■ **TASK PROMPT**:
Quote precisely the final stretch of the listing: start at the line containing "of the balcony" and stop after the last line.

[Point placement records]
+--
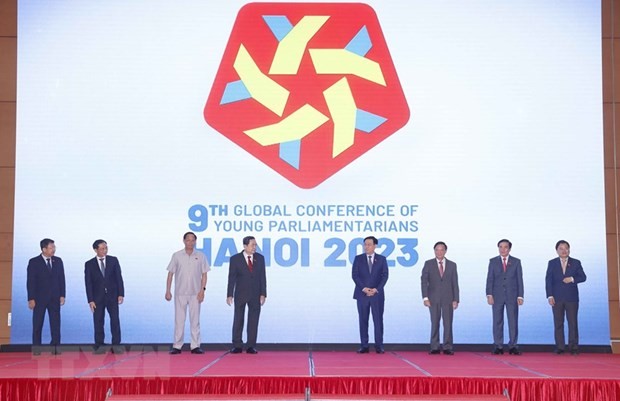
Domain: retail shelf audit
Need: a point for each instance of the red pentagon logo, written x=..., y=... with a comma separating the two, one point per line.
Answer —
x=306, y=87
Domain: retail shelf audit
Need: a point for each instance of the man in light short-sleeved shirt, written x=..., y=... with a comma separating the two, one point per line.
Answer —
x=190, y=268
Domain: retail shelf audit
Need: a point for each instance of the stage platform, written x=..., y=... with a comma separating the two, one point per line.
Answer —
x=81, y=375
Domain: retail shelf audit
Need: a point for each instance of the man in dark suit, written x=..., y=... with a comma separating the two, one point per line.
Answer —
x=370, y=273
x=46, y=292
x=247, y=285
x=505, y=290
x=104, y=290
x=563, y=275
x=440, y=292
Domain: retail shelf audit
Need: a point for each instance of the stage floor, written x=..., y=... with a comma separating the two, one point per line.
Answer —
x=309, y=364
x=531, y=376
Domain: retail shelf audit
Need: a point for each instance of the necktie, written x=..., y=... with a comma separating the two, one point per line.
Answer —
x=563, y=266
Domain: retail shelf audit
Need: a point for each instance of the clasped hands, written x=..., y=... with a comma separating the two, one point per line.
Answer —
x=370, y=291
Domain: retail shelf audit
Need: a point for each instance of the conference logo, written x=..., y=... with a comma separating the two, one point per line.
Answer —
x=307, y=88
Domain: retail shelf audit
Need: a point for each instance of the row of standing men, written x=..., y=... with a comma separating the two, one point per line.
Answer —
x=247, y=289
x=103, y=279
x=440, y=292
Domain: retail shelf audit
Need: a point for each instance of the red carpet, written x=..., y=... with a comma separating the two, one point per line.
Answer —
x=335, y=375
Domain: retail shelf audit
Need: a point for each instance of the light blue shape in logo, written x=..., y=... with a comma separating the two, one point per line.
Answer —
x=360, y=44
x=280, y=25
x=234, y=92
x=367, y=122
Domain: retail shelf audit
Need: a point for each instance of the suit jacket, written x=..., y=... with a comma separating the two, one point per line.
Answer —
x=556, y=288
x=440, y=289
x=44, y=285
x=98, y=286
x=363, y=278
x=505, y=286
x=244, y=285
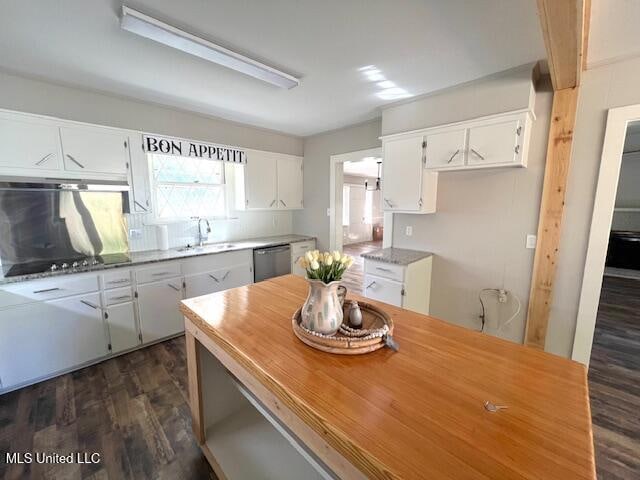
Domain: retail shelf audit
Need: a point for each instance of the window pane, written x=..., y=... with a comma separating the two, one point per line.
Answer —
x=167, y=168
x=177, y=201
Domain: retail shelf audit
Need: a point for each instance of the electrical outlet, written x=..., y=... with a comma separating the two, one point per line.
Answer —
x=531, y=241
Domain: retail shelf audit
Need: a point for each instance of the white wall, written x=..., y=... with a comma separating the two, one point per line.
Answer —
x=39, y=97
x=478, y=231
x=313, y=220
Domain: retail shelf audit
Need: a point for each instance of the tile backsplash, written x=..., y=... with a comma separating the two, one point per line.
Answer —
x=242, y=225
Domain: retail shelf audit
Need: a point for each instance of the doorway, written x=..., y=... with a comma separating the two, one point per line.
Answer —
x=608, y=329
x=357, y=222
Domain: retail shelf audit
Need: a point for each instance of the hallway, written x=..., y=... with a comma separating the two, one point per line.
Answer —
x=354, y=276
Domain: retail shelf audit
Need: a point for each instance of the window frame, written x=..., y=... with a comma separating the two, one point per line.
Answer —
x=153, y=183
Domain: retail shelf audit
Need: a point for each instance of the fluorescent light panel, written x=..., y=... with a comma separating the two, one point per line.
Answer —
x=148, y=27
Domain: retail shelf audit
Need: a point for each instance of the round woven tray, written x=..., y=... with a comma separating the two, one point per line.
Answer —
x=372, y=317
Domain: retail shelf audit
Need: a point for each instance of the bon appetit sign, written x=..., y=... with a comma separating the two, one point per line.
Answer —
x=188, y=148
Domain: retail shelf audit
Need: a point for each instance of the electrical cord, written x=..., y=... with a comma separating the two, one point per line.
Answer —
x=497, y=291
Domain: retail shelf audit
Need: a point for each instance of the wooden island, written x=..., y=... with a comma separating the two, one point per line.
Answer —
x=267, y=406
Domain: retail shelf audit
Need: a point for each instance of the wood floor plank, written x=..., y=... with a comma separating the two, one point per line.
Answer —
x=131, y=409
x=614, y=380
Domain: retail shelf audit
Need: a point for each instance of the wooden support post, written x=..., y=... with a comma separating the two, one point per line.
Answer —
x=556, y=172
x=195, y=392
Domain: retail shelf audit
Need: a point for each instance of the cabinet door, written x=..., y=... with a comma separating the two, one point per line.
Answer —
x=388, y=291
x=493, y=144
x=28, y=147
x=402, y=174
x=123, y=332
x=218, y=280
x=158, y=304
x=94, y=150
x=40, y=339
x=290, y=181
x=446, y=149
x=260, y=180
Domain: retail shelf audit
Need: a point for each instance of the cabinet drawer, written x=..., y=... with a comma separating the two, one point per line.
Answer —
x=116, y=279
x=47, y=289
x=386, y=270
x=158, y=272
x=300, y=248
x=384, y=290
x=118, y=295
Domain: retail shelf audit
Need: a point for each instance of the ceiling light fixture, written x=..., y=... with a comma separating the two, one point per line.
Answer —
x=153, y=29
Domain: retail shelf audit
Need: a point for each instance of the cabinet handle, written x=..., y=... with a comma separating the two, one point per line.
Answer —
x=140, y=205
x=47, y=290
x=454, y=156
x=477, y=154
x=89, y=304
x=75, y=161
x=121, y=297
x=44, y=159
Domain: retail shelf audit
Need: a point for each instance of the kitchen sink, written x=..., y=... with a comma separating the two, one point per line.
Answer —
x=215, y=246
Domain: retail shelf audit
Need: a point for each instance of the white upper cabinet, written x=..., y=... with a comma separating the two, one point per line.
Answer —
x=495, y=143
x=28, y=146
x=446, y=149
x=289, y=181
x=406, y=187
x=88, y=150
x=261, y=180
x=271, y=181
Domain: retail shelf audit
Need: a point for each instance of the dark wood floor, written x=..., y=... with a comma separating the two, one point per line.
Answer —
x=354, y=276
x=131, y=409
x=614, y=380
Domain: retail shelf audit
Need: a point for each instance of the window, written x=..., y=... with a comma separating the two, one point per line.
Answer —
x=185, y=187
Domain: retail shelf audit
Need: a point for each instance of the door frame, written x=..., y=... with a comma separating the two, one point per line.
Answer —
x=606, y=190
x=336, y=178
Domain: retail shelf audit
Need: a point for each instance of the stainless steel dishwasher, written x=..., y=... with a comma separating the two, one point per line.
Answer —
x=271, y=262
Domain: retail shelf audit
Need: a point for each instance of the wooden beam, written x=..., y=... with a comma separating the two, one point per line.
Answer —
x=563, y=114
x=564, y=26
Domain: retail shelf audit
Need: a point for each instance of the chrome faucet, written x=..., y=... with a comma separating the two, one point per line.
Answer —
x=201, y=236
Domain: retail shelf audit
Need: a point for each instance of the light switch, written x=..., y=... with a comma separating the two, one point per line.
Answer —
x=531, y=241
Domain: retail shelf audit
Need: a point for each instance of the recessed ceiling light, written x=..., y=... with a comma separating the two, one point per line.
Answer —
x=153, y=29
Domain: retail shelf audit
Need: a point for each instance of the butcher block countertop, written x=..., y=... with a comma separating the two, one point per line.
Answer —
x=417, y=413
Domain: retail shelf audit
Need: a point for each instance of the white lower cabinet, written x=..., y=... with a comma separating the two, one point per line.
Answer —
x=406, y=286
x=218, y=280
x=158, y=304
x=123, y=331
x=42, y=338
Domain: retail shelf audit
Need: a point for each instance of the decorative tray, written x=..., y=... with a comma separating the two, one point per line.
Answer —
x=344, y=343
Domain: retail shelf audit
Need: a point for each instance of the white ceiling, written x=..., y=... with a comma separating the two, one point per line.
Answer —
x=614, y=32
x=420, y=45
x=368, y=167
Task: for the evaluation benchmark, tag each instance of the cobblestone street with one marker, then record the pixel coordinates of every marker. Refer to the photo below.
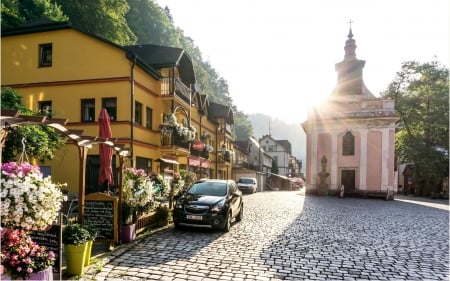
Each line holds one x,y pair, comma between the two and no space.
290,236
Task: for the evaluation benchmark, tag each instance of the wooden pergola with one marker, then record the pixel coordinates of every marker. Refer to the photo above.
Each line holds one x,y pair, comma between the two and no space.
12,118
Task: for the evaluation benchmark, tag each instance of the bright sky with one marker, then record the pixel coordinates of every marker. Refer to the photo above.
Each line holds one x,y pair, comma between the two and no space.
278,57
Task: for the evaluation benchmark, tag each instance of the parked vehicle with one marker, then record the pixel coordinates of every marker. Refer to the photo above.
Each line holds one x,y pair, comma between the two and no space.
247,185
209,203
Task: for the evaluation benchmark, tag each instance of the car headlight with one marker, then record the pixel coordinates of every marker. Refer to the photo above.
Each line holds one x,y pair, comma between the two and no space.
218,207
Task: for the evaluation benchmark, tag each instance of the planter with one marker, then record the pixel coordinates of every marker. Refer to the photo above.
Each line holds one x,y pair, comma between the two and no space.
43,275
87,258
128,233
75,258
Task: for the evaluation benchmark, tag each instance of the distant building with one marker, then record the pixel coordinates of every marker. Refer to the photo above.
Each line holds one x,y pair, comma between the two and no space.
350,137
280,151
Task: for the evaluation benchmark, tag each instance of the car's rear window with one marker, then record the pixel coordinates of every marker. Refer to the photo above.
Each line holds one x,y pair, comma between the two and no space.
209,188
245,181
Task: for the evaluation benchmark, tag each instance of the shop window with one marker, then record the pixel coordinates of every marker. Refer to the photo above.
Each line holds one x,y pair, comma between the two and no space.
148,116
45,108
144,164
110,104
138,113
88,110
45,55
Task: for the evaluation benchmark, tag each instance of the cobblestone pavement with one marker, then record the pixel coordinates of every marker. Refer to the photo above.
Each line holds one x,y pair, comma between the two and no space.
290,236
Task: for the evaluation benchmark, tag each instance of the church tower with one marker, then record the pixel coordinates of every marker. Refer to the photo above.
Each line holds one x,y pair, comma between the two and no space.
350,136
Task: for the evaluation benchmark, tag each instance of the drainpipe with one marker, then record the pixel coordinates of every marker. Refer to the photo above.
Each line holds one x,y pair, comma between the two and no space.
132,110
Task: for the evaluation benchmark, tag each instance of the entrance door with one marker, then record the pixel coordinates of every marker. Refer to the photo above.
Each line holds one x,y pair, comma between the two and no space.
348,179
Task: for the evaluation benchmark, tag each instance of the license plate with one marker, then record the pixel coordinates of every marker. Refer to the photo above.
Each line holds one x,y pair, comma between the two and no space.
191,217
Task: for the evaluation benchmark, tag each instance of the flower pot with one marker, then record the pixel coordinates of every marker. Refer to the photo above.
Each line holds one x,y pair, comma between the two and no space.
128,233
44,275
87,258
75,258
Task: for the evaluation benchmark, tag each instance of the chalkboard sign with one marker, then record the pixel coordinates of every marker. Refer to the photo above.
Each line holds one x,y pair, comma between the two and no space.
100,211
52,240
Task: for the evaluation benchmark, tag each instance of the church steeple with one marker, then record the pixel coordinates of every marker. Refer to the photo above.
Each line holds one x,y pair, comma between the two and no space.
350,71
350,46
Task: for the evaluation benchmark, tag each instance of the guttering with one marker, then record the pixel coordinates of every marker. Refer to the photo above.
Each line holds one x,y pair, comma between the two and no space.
132,108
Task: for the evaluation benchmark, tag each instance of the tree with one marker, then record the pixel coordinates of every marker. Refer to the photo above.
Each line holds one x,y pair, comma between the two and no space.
421,95
41,141
104,18
17,12
242,126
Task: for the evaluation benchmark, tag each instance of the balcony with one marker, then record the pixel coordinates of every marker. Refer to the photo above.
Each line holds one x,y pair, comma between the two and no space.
171,86
176,137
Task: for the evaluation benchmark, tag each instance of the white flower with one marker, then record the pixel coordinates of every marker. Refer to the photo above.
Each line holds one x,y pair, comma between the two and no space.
28,200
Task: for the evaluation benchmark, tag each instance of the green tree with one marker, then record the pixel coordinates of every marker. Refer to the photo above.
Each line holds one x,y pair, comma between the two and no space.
242,126
421,94
41,141
104,18
17,12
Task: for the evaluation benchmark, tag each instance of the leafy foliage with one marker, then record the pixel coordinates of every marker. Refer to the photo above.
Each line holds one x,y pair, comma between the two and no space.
16,12
104,18
41,141
420,91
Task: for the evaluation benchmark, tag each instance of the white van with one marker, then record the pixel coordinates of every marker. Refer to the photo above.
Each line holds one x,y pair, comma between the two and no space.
247,185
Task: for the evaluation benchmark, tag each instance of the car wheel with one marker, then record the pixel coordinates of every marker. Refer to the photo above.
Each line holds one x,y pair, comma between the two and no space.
241,213
178,226
227,225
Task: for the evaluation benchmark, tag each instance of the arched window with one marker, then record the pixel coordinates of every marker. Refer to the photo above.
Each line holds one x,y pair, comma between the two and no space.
348,144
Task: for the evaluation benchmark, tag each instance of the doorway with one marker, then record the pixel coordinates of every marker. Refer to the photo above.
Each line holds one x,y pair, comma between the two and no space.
348,179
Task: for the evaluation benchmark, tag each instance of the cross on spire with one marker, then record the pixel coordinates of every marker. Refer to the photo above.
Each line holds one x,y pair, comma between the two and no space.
350,23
+--
■ **ANSWER TO THE PROBLEM**:
Task: for the evaluation benchmark, tag each instance of the balcony with one marker, then record the pixel coordinates of every marker. Refer to the photo above.
Each line holds one x,y pair, comma between the two and no space.
171,86
176,137
Task: for the evaluation benchmark, tag each instance of the white flower with one marker, then record the pixel coordinates of every marker. Refer to the photo above.
Each line holds one x,y pair, comma between the two and no space.
28,200
Task: for the evaluation benchmark, tag each instance of the green tree with one marker, then record the pixel coordinates of every marker. Refer to the photo above.
Each line holds one x,y pair, comma between the two and no space.
242,126
421,94
41,141
104,18
17,12
Task: for the evaluation benchmark, tag each instance of the leafy foliage with one marker, then record the pixel coordinates of every marker. Refer to the photo above.
Each line holds one x,y pair, comma between the two and no space.
16,12
104,18
41,141
420,91
Task: for the evaluation benchmark, tag each instance of the white van with one marker, then record the pixel coordinates of every marker. Refer to the photo above.
Each line holds one x,y pair, comma between the two and no space.
247,185
Task: for the evaluation benchmark, tag each instance of the car wheel with one marker, then record the pixel coordinates of every marker. Refer to the photo above.
Each line holds one x,y pair, comma between the two and no space.
241,213
178,226
227,225
Task: for the evaluation benchmark, tag each instance of the arched window with one marker, then record the pixel coordinates of every marker. Refer to the photo above.
Each line holds one x,y pair, comma between the two and no space.
348,144
Task: for the evaluation benchmark, tag each instance of the doorway with one marker, then record the pixel coordinates of every marker. Refer to the photo above.
Each line holds one x,y pair, comma between the two and no space.
348,179
Task: for the evaluation benchmark, tag each instance of the cross on spire with one marker, then record the pixel coordinates of every marker. Refer to the photo above.
Each line holds one x,y pair, comma between the two and no space.
350,23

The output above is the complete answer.